=== Dataset content ===

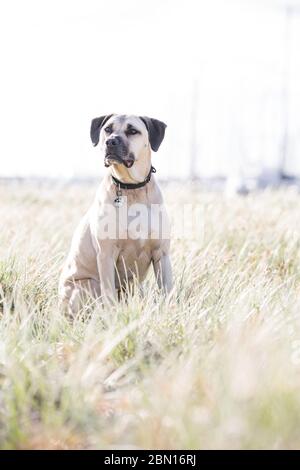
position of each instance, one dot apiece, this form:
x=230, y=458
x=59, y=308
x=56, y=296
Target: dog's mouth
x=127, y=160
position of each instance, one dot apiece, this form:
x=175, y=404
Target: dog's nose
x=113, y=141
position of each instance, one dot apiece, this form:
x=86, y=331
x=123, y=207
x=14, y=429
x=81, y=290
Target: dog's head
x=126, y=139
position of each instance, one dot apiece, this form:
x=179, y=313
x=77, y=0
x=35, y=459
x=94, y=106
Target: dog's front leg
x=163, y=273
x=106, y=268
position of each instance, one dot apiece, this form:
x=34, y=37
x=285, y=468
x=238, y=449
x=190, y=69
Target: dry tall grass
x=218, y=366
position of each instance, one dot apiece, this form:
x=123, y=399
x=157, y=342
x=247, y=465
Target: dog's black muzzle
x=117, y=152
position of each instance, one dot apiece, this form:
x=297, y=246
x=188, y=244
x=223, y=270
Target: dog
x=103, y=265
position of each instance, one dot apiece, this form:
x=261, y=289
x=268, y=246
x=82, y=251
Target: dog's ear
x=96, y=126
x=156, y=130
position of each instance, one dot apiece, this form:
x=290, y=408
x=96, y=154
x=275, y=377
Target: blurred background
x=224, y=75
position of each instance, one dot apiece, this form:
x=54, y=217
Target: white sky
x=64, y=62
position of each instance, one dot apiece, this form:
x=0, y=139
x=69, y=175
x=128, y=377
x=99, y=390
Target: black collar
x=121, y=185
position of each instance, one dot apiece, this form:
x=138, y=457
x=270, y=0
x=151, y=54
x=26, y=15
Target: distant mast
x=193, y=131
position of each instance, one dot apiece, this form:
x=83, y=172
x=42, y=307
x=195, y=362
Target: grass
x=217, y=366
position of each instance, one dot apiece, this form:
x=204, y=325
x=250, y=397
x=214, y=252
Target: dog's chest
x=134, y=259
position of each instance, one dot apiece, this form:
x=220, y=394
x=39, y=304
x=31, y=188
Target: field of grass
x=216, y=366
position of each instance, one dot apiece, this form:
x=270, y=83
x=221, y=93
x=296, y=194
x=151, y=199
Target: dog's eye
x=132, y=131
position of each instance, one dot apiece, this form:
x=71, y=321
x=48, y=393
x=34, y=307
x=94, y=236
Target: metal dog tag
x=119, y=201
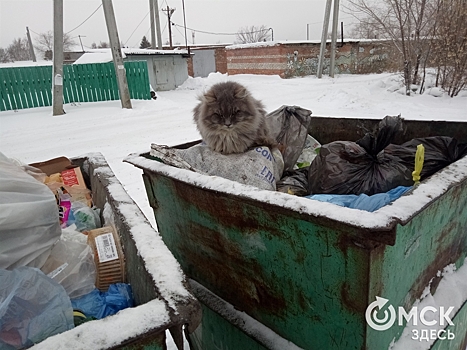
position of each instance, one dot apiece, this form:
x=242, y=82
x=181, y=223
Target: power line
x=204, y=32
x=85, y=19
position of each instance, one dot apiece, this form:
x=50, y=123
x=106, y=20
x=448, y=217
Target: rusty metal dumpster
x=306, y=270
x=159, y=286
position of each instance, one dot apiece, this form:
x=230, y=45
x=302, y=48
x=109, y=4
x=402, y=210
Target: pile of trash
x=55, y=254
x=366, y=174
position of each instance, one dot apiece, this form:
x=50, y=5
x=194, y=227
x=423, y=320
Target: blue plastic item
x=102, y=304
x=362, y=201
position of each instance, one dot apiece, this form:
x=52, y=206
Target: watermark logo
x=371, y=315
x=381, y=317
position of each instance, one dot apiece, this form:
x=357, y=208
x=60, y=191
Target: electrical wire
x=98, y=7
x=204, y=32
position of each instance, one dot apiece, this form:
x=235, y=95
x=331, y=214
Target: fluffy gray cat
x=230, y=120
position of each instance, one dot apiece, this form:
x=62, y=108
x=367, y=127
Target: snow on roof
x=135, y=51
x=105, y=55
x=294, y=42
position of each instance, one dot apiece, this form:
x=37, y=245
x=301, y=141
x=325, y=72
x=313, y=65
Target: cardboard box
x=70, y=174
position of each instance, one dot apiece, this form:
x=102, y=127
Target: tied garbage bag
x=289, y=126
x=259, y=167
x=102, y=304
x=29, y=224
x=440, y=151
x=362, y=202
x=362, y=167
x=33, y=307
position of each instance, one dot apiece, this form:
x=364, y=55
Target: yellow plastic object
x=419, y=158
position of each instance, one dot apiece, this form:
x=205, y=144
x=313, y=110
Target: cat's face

===

- Aim: Revise the material above by changing "one dot apiece" to "one point each" wherever it occurs, and keep every other line as it is. Leave out the pictures.

- Answer to this exercise:
position of each instance, one point each, this form:
x=230, y=458
x=59, y=308
x=56, y=296
Target: dog's mouth
x=127, y=160
position of each instance, one point each, this form:
x=175, y=404
Target: dog's nose
x=113, y=141
position of each instance, one point each, this form:
x=86, y=331
x=123, y=207
x=14, y=429
x=81, y=290
Target: dog's head
x=126, y=139
position of each instance, one point each, this form:
x=179, y=313
x=77, y=0
x=35, y=459
x=94, y=106
Target: dog's front leg
x=163, y=273
x=106, y=268
position of each instance, one point each, this form:
x=34, y=37
x=285, y=468
x=238, y=449
x=190, y=69
Target: dry tall grass
x=218, y=366
position of each instance, one point each, this form:
x=123, y=399
x=157, y=342
x=247, y=465
Target: dog's black muzzle
x=117, y=152
position of each instance, one point each, this form:
x=297, y=246
x=188, y=244
x=223, y=270
Target: dog
x=103, y=265
position of each instance, one point each, this form:
x=261, y=289
x=268, y=246
x=82, y=251
Target: dog's ear
x=96, y=126
x=156, y=130
position of each instance, one point each, this form:
x=290, y=408
x=96, y=154
x=275, y=377
Target: blurred background
x=224, y=75
position of each instance, one point each, this form:
x=54, y=217
Target: white sky
x=64, y=62
position of each instance, one point each, this form:
x=0, y=139
x=69, y=175
x=128, y=377
x=99, y=390
Target: black collar
x=121, y=185
position of each instance, one point each, this form:
x=138, y=457
x=270, y=0
x=151, y=54
x=26, y=15
Target: distant mast
x=193, y=131
position of each instance, one point each, this form:
x=83, y=172
x=42, y=307
x=195, y=362
Target: grass
x=217, y=366
position of each instance, one point each, this form:
x=204, y=325
x=250, y=397
x=214, y=252
Target: dog's chest
x=134, y=259
position of each instance, one point each, this form:
x=220, y=394
x=39, y=304
x=31, y=188
Target: field of grass
x=216, y=366
position of each instance, one point each, this form:
x=270, y=83
x=221, y=93
x=296, y=194
x=151, y=199
Target: dog's eye
x=132, y=131
position of each instance, one point each, this form:
x=71, y=321
x=48, y=393
x=34, y=307
x=94, y=236
Target: metal dog tag
x=119, y=201
position of each instance, one point each, this form:
x=242, y=82
x=181, y=223
Target: power line
x=204, y=32
x=85, y=19
position of each instance, one point each, this form:
x=50, y=123
x=106, y=20
x=448, y=217
Target: rusty metal dumpster
x=306, y=270
x=159, y=286
position of each instance, one point each, this form:
x=230, y=45
x=302, y=48
x=109, y=4
x=402, y=210
Target: pile of trash
x=55, y=254
x=366, y=174
position of each instance, one point each, this form:
x=50, y=5
x=194, y=227
x=423, y=320
Target: blue plastic item
x=102, y=304
x=362, y=201
position of each instance, one point each, this form:
x=52, y=206
Target: watermark logo
x=371, y=315
x=381, y=317
position of each instance, one point each, this form:
x=357, y=208
x=60, y=191
Target: electrical wire
x=98, y=7
x=204, y=32
position of each instance, one point each, this form:
x=235, y=95
x=331, y=214
Target: fluffy gray cat
x=230, y=120
position of each instance, one point each, this form:
x=62, y=108
x=367, y=127
Target: snow on roof
x=135, y=51
x=105, y=55
x=294, y=42
position of each instance, one point each, this form:
x=37, y=245
x=301, y=141
x=325, y=72
x=313, y=65
Target: cardboard box
x=70, y=174
position of each instance, one point each, this form:
x=102, y=127
Target: tied garbage bag
x=289, y=126
x=259, y=167
x=102, y=304
x=29, y=224
x=440, y=151
x=362, y=202
x=362, y=167
x=33, y=307
position of each instance, one point each, this form:
x=364, y=55
Target: yellow plastic object
x=419, y=158
position of each instance, one point each, this form:
x=205, y=144
x=313, y=110
Target: cat's face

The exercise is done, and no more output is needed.